In the listing below, please print the line that contains "form [(143, 1100)]." and every line that follows it, exactly.
+ + + + +
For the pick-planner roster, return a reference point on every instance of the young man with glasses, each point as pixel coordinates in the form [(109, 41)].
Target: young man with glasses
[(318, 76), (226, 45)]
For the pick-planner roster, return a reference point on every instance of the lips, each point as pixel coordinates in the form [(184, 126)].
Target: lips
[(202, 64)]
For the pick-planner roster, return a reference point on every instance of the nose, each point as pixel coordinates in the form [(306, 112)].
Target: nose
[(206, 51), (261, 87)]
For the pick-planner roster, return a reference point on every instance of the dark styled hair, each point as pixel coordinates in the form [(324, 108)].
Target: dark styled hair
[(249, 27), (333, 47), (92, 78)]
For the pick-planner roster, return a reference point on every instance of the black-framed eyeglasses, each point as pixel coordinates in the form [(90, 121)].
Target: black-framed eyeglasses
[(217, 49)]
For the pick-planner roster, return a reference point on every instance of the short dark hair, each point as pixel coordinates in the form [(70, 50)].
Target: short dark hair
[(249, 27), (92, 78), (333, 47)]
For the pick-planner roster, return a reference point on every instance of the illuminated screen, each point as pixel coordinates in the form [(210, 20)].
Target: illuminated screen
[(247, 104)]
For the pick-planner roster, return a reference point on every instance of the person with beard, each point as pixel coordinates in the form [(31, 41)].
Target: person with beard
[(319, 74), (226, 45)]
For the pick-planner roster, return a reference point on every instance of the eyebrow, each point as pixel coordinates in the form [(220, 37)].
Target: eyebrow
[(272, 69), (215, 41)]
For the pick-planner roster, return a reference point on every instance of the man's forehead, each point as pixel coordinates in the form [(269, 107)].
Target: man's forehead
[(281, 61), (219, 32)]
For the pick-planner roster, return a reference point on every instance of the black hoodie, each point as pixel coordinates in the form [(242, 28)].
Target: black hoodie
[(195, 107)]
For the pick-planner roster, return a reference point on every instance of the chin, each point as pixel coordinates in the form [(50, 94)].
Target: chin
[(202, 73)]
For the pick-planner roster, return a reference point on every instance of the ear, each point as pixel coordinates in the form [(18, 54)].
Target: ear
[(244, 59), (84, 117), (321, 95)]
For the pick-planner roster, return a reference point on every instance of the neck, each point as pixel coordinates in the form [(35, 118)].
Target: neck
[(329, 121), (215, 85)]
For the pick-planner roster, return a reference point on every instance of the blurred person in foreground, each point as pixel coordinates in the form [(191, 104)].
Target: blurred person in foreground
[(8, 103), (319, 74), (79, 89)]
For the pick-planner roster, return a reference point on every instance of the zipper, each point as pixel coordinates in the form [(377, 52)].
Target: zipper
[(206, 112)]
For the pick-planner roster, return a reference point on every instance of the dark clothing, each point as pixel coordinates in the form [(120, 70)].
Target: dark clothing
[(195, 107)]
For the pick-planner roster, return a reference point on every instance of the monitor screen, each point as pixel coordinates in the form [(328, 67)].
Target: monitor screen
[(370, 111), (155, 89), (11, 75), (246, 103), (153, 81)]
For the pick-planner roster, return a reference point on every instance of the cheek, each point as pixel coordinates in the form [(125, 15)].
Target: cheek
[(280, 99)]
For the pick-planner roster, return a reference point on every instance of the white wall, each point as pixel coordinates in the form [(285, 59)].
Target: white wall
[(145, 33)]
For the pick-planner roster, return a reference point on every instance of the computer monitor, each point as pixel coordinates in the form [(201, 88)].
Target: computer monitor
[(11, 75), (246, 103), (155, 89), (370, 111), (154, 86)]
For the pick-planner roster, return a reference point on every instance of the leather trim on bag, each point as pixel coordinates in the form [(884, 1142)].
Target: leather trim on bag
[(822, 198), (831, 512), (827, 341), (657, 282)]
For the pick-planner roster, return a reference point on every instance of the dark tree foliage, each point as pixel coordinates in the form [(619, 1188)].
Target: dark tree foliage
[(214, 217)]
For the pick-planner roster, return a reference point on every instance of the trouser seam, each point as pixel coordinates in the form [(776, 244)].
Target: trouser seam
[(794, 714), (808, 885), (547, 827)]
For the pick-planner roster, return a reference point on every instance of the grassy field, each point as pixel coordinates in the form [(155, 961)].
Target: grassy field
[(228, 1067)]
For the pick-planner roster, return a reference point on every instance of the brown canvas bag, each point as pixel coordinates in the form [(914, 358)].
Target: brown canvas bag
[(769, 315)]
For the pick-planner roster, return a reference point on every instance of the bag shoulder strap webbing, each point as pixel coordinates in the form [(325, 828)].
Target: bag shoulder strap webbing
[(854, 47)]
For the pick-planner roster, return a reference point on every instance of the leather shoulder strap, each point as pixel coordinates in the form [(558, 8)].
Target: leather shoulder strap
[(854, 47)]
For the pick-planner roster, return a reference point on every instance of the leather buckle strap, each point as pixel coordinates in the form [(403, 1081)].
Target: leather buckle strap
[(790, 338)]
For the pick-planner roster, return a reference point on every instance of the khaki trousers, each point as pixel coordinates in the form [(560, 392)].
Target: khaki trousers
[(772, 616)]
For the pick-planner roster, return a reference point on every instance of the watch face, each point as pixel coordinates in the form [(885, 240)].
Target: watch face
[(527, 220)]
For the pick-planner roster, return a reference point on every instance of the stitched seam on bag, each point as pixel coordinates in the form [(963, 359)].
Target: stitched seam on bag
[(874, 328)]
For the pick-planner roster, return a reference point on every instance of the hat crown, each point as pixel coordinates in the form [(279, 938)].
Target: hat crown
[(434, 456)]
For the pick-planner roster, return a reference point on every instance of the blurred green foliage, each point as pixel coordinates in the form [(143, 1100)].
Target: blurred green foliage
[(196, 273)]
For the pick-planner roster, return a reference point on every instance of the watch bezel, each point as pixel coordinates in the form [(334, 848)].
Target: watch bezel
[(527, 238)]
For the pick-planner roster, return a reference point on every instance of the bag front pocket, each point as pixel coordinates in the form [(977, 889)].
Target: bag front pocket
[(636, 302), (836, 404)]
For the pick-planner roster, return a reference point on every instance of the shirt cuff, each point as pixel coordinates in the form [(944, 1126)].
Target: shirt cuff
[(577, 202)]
+ + + + +
IN RESPONSE
For the pick-planner roster, return a reference point on every instance of the blurred green foliage, each point as pixel coordinates in the form [(143, 1100)].
Target: blurred green foliage
[(196, 273)]
For the pick-planner roster, return a reference point on every instance of the watch bezel, each point as pixel coordinates in the form [(334, 848)].
Target: watch bezel
[(527, 238)]
For the pick-planner roster, return a reference point on every instance of the bag front pocket, each point as pixel coordinates in the form [(977, 889)].
Target: bag front pocket
[(636, 302), (836, 404)]
For the pick-planner roster, return a reference point on every instance of the shirt cuff, each point as pixel coordinates in the form [(944, 1126)].
Target: shirt cuff
[(577, 202)]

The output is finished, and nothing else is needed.